== Supplied material ==
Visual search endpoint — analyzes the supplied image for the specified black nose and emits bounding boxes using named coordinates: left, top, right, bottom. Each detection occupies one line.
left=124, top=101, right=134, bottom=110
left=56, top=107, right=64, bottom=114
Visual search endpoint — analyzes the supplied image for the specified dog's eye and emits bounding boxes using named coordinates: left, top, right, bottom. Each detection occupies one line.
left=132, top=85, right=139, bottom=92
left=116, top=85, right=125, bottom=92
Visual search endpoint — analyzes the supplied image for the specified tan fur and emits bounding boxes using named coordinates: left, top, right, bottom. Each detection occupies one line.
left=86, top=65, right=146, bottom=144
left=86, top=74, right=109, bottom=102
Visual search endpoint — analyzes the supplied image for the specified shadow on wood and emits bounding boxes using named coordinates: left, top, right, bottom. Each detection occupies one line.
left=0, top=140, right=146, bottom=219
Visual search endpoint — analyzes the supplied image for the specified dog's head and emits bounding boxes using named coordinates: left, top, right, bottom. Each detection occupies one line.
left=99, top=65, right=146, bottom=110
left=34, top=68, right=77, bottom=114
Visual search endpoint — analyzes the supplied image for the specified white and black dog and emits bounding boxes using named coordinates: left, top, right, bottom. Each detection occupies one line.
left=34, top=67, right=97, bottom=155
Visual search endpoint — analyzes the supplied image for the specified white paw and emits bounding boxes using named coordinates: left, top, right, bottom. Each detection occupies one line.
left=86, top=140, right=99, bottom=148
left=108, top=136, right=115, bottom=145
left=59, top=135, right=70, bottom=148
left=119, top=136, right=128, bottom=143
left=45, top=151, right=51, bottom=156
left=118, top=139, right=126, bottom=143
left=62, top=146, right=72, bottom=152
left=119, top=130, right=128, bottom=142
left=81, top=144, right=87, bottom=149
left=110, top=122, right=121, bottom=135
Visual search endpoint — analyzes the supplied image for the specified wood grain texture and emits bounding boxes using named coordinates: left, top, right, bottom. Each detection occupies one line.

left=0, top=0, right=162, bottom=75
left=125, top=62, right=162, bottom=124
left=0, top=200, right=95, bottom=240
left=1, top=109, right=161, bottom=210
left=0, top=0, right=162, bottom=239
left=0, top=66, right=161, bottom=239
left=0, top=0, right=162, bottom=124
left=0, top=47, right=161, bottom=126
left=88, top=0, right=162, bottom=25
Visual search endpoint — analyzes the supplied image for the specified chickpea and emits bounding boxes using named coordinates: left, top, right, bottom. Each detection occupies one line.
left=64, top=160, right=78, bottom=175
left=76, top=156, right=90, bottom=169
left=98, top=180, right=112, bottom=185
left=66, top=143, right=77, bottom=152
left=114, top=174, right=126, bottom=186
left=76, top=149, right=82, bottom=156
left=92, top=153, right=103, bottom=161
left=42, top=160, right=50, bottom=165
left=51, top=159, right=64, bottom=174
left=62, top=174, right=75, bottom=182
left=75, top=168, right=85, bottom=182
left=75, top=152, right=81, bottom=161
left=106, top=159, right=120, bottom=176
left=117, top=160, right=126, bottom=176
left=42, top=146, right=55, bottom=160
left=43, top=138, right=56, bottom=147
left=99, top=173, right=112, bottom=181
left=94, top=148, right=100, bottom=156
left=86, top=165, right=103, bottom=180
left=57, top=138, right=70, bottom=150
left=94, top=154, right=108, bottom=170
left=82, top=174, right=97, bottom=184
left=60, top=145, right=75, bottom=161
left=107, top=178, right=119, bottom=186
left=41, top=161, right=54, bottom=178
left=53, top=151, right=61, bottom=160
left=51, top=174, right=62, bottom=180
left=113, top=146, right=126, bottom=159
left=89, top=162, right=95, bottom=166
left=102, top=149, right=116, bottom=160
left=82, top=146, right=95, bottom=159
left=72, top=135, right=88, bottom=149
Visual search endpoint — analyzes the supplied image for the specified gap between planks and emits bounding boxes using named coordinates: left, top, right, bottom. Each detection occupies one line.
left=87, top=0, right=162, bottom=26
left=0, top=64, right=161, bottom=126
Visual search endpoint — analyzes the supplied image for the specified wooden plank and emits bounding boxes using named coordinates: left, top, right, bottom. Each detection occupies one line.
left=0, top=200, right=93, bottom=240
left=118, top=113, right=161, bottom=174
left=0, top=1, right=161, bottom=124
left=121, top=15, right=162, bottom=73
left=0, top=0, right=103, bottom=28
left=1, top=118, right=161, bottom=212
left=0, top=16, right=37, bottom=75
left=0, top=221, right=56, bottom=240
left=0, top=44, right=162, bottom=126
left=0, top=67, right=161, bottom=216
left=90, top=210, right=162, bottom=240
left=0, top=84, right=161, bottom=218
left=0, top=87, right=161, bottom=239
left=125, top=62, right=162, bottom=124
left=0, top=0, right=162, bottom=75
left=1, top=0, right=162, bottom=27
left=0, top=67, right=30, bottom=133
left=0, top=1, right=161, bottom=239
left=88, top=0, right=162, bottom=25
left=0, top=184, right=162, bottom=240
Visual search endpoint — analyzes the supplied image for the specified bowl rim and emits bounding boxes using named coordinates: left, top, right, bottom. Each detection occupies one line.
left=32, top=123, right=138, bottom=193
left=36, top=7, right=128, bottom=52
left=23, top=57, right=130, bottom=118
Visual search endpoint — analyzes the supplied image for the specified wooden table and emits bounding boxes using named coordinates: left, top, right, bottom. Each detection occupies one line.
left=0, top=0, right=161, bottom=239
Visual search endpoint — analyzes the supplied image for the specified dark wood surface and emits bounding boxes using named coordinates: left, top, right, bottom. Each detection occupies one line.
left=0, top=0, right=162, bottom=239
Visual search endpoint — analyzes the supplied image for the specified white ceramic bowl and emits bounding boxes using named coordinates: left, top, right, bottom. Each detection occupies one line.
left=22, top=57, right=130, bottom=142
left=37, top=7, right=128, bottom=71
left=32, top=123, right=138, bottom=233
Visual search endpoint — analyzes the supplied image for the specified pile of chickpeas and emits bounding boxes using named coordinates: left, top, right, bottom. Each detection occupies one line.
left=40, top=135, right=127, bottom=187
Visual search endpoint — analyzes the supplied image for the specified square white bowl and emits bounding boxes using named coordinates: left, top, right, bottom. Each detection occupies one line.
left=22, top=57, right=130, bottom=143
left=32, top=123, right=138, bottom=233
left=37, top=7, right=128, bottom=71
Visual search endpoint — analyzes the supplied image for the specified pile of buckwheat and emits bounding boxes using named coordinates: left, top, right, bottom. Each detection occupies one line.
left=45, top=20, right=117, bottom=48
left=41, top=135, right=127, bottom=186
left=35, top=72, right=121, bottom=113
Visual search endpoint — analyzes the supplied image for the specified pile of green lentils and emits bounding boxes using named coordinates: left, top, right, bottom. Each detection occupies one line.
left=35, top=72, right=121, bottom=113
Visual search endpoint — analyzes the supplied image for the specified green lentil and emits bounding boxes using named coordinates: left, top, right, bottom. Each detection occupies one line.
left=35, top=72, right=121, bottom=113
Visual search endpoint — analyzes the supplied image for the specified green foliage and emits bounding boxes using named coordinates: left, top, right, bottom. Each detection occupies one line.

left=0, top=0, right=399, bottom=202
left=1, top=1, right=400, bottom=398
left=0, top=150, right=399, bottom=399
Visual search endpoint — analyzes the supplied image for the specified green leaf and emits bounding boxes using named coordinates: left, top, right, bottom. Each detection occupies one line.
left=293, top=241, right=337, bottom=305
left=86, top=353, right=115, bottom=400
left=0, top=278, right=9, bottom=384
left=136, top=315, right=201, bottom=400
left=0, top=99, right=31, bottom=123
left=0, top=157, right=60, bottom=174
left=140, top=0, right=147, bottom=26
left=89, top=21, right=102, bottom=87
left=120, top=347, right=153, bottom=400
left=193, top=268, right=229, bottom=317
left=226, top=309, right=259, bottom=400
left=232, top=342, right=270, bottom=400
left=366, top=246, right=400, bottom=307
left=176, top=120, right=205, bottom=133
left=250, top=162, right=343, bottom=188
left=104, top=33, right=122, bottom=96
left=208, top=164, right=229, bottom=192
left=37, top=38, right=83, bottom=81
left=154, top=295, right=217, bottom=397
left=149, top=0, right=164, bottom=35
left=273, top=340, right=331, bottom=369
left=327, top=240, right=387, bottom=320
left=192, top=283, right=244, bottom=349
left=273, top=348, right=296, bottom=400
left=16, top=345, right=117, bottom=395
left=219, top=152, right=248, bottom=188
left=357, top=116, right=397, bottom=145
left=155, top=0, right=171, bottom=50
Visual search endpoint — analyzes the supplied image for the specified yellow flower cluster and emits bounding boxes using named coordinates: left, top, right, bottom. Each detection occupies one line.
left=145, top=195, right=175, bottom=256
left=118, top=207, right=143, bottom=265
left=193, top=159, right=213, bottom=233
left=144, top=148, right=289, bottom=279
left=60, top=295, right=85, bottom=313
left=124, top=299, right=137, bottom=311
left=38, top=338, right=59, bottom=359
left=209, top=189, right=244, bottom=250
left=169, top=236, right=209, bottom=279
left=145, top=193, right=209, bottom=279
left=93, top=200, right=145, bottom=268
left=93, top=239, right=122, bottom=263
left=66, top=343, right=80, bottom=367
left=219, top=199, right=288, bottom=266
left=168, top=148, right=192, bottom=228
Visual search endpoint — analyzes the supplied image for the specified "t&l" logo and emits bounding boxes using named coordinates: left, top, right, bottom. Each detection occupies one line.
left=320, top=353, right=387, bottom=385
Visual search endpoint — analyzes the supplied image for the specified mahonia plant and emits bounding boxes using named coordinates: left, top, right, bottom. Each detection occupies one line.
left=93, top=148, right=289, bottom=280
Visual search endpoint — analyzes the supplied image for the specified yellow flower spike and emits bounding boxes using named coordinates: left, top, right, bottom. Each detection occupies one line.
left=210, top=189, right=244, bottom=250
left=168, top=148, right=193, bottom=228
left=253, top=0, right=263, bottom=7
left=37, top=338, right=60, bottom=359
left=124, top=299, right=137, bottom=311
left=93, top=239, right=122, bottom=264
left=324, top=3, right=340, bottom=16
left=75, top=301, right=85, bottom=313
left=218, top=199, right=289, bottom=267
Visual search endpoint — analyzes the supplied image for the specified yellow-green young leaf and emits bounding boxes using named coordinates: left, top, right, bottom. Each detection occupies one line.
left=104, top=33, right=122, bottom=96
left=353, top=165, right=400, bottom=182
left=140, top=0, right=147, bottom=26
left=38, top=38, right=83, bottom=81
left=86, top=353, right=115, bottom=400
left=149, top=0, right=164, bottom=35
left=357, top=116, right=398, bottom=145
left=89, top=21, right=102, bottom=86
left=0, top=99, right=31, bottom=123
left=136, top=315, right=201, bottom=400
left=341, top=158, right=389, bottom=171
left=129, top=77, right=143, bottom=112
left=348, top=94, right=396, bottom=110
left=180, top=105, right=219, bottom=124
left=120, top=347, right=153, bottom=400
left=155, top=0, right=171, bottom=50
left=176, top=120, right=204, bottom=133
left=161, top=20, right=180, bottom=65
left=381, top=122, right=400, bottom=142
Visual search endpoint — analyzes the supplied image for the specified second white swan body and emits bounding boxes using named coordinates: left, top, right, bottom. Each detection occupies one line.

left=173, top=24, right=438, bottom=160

== Work item ==
Each line from the one containing "the specified second" through the end of the material must be output exactly, and no other line.

== Reply ==
Visual search endpoint — analyzes the supplied image for the specified second white swan body and emits bounding boxes using named coordinates: left, top, right, bottom. Each detection occupies one line.

left=173, top=24, right=438, bottom=160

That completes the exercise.